┌──

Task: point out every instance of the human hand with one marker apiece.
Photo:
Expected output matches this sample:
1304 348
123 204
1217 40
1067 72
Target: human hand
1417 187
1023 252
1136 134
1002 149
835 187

└──

▶ _Problem statement_: Output all records verbatim.

▶ _Exercise result_:
Task: point out every instance of the human hand with one marker apiece.
Photo:
Expected output matches this sample:
1304 348
123 204
1217 40
1067 72
Target: human hand
1417 187
1023 252
1136 134
1002 149
835 187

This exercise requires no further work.